**DATA PROVIDED:**
--- START ---
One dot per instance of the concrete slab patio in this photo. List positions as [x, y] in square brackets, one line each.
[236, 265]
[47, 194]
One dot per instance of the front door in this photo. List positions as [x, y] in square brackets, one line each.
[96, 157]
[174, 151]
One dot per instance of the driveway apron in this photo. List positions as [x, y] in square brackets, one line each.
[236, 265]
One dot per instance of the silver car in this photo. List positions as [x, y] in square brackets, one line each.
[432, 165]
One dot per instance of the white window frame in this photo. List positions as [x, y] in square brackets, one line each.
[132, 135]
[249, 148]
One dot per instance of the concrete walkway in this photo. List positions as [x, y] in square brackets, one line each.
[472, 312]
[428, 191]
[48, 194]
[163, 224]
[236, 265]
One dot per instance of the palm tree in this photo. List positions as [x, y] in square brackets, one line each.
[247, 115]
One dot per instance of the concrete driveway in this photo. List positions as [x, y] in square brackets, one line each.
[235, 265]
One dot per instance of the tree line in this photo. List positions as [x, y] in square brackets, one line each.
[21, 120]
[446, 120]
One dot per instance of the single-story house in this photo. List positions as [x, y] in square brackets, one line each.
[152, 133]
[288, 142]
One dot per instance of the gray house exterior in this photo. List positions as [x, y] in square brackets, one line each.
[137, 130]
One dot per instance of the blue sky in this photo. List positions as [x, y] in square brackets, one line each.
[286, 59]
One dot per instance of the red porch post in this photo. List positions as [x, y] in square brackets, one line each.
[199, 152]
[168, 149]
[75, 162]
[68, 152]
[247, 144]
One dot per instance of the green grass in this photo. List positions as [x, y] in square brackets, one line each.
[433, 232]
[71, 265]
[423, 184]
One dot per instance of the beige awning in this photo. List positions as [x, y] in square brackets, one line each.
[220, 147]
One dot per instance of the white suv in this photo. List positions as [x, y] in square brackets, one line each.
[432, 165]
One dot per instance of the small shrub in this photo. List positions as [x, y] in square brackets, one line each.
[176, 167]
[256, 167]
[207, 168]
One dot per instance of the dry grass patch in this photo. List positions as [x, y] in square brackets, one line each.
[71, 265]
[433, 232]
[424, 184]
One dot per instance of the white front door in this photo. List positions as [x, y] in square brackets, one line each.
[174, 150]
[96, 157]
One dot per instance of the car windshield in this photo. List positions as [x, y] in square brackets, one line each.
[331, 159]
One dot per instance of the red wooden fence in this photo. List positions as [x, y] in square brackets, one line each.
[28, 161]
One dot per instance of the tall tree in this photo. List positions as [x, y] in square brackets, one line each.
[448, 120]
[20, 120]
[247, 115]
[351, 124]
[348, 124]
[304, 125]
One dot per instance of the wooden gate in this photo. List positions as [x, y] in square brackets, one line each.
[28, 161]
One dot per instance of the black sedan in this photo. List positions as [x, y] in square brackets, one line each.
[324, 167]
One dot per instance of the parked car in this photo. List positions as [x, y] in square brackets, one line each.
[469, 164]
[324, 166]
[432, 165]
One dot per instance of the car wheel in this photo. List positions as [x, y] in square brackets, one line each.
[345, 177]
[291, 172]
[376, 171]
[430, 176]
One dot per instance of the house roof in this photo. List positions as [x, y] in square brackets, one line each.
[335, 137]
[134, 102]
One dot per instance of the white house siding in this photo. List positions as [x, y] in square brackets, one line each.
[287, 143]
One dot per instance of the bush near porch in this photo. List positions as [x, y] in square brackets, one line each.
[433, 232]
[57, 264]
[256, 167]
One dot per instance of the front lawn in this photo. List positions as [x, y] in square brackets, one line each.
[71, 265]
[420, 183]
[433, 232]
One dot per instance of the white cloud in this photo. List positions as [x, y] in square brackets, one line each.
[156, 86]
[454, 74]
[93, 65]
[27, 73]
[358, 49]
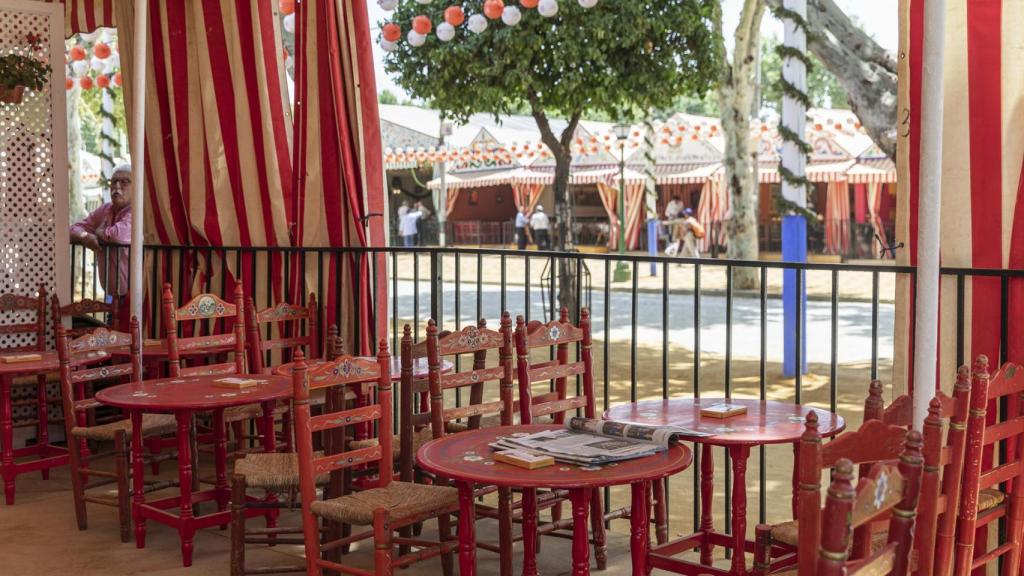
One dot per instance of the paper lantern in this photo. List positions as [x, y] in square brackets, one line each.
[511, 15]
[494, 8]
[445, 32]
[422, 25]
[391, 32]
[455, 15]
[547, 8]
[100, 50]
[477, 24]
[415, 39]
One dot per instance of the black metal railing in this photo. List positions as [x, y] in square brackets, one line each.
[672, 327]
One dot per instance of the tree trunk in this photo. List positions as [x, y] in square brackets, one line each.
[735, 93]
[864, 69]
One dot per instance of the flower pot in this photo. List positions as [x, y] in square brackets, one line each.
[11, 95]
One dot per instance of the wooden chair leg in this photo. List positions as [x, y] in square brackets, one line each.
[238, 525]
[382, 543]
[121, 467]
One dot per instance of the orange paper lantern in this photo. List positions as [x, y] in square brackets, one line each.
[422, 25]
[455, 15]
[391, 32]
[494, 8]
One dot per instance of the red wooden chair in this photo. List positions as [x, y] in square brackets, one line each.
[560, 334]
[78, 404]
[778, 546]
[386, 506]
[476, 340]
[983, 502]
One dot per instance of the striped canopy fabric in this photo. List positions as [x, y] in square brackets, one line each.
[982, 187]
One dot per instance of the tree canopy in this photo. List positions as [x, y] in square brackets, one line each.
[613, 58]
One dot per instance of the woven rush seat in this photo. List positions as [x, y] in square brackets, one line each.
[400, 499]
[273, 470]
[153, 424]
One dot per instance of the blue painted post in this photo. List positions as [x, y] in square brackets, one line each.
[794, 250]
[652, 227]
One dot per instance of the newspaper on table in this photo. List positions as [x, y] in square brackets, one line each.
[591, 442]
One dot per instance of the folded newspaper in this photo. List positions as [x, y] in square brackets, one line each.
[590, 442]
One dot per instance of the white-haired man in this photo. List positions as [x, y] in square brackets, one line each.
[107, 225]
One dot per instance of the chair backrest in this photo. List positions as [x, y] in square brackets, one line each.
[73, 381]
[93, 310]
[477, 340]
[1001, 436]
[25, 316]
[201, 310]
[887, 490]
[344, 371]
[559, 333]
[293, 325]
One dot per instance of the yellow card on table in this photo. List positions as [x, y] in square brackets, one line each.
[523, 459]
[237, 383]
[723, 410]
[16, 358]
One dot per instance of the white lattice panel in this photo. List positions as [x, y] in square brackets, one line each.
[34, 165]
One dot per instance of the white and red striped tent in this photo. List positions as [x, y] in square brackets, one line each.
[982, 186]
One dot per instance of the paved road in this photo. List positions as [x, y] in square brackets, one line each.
--- END ---
**DIRECTIONS:**
Repeat the material above in full and exactly, omitting the pictures.

**EXERCISE RESPONSE:**
One dot per instance of the concrete slab patio in this photo. List positions as [x, y] in square brackets, one line each.
[236, 265]
[47, 194]
One dot per instance of the front door in this photo. List positions as [x, y] in square brackets, one line each.
[96, 157]
[174, 151]
One dot per instance of the driveway apron in this photo. List positions as [x, y] in square brackets, one line each.
[236, 265]
One dot per instance of the silver car in this photo. List positions as [x, y] in square brackets, one line each.
[432, 165]
One dot per instance of the white window frame in this photo. List positions as [x, y] in square brackets, one line each.
[132, 135]
[249, 148]
One dot per instance of the concrete walkway in this photo. List positions as [x, y] in square brackets, one line each.
[472, 312]
[428, 191]
[48, 194]
[163, 224]
[236, 265]
One dot per instance of the palm tree in this photo. List positions as [x, y] in square brackets, one line each.
[247, 115]
One dot per instance of the concrete driveway in this photo. List positions as [x, y] in square brackets, one line each.
[235, 265]
One dot per instance of the tree line in this photo. List positions as [x, y] in square brackets, one line each.
[21, 120]
[446, 120]
One dot per instance of the single-story house in this photo. List positions as [x, y] in square brackets, one line each.
[152, 133]
[288, 142]
One dot per instance of the gray house exterior in this photo. List positions as [x, y] in square brackets, one line each.
[137, 130]
One dot per instance of the blue sky in this photo. List positions as [x, y] in square brackets, one line each.
[286, 59]
One dot per instance of the red porch post in this photo. List positions as [x, y] in square brackets, one line each.
[199, 152]
[168, 149]
[75, 162]
[68, 152]
[247, 144]
One dot per instance of the green grass in this photo. List positions as [x, y] in square brackets, one line each.
[433, 232]
[71, 265]
[423, 184]
One dot per instance of the beige awning in this photo. List positions as [x, y] in square brackets, one line each.
[220, 147]
One dot per instance of the white suv in this photo. List positions as [x, y] in square brackets, one line each.
[432, 165]
One dot per instance of the small shrub in this photo. List positions as [x, y] in square brackets, one line each.
[176, 167]
[256, 167]
[207, 168]
One dot per instance of the dry grass patch in this photo. List positions as [x, y] in square brackets, one line each.
[71, 265]
[433, 232]
[424, 184]
One dot per instance of the white front door in this photo. List positions as [x, y] in square brackets, one line each.
[174, 150]
[96, 157]
One dot per instance of the car windshield in this photo. List positions as [x, y] in square brackets, one line each.
[331, 159]
One dot per instance of the red wooden fence in this photo. List positions as [x, y] in square brackets, one line each.
[28, 161]
One dot per instance of the tall tree in this photo. List positions as [x, y] in square brackets, one line each.
[448, 120]
[20, 120]
[247, 115]
[351, 124]
[348, 124]
[304, 125]
One dot per instance of the wooden gate in this photo. List positions as [x, y] in square brackets, one line each.
[28, 161]
One dot per instance of the black sedan in this photo. List positions as [x, y] in square brackets, one line each.
[324, 167]
One dot per instance of the parked car in this photo. List positions as [x, y] in square brackets, one line each.
[469, 164]
[324, 166]
[432, 165]
One dot per instance of the car wheel in this photo. List positions as [x, y] in square brackets, one line each.
[345, 177]
[291, 172]
[376, 171]
[430, 176]
One dot per instance of the house roof in this photo. List positions as [x, y] in square brackets, one line each.
[335, 137]
[134, 102]
One dot per instance of the white house siding in this photo. List positions as [x, y] in square brackets, one line each.
[287, 143]
One dot per instance of the bush near porch in this photo. List positions as [x, y] in square brackets, one line each.
[433, 232]
[57, 264]
[256, 167]
One dot per instance of the front lawn in this photo. List positions as [x, y] in square brackets, one line each.
[71, 265]
[420, 183]
[433, 232]
One dot per instance of the white cloud in this photo. List positions as [x, y] in square brackets, one line each.
[156, 86]
[454, 74]
[93, 65]
[27, 73]
[358, 49]
One dot per instance of the paper lantern in this photo. List positions as [x, y] in square brackets, one line each.
[511, 15]
[494, 8]
[445, 32]
[422, 25]
[391, 32]
[455, 15]
[547, 8]
[100, 50]
[477, 24]
[415, 39]
One dot per instance of the black metal railing in this photo. List positions as [x, y] in square brackets, one line each.
[672, 327]
One dot per instance of the tree trunk in this photo. List positions as [x, y] in square brackets, one line each.
[735, 93]
[864, 69]
One dot per instance of the flower pot in this photo. List positions as [x, y] in square brackets, one line each.
[11, 95]
One dot per instance of the wooden chair leg in this photo. List positions as [x, y] in square brackets, one line each.
[238, 525]
[382, 543]
[121, 467]
One dot per instance of the orange paper lantern in this photo. List positions as [x, y] in square brackets, one line each.
[422, 25]
[455, 15]
[391, 32]
[494, 8]
One dot per instance of the red wooden chair in this photo. List positions as [x, y] in square brackets, one line each.
[560, 334]
[78, 404]
[778, 546]
[386, 506]
[476, 340]
[983, 502]
One dot per instance of the striped canopy fabric in this photo. List positions as [x, y] in square brackets, one line each.
[982, 187]
One dot per instance of the tree canopy in this photo. List positions as [x, y] in square brackets, one line each.
[613, 58]
One dot per instance of the woven rush seat in this photo. List positions as [x, y] in square brackets, one line each.
[400, 499]
[273, 470]
[153, 424]
One dot per instance of the blue painted post in this photo. List positions as [x, y] in square brackets, one line each.
[794, 250]
[652, 227]
One dot per instance of the newspaper on table in this photo. List positions as [x, y] in square brackets, one line each.
[591, 442]
One dot per instance of the folded newspaper in this photo. List positions as [x, y] in square brackets, one line each.
[590, 442]
One dot per instance of the white-haired man in this photo. List positions as [x, y] in square brackets, one line each.
[107, 225]
One dot per instance of the chair backrest in this photo. List positions as [x, y] in square brackets, one line each.
[73, 381]
[93, 310]
[477, 340]
[1001, 436]
[25, 316]
[201, 310]
[887, 490]
[344, 371]
[559, 333]
[293, 325]
One dot per instance of the yellow card on table in this photo. List positions as [x, y] in square brackets, one line each.
[523, 459]
[237, 383]
[723, 410]
[16, 358]
One dot per instance of the white lattice panel in this photo. List positions as [x, y] in square brackets, one line each.
[34, 165]
One dot per instance of the white and red striped tent in this photo. List positions as [x, y] in square brackets, one line each.
[982, 186]
One dot per instance of the paved road in this photo. List positions as [x, y] in square brackets, one line each.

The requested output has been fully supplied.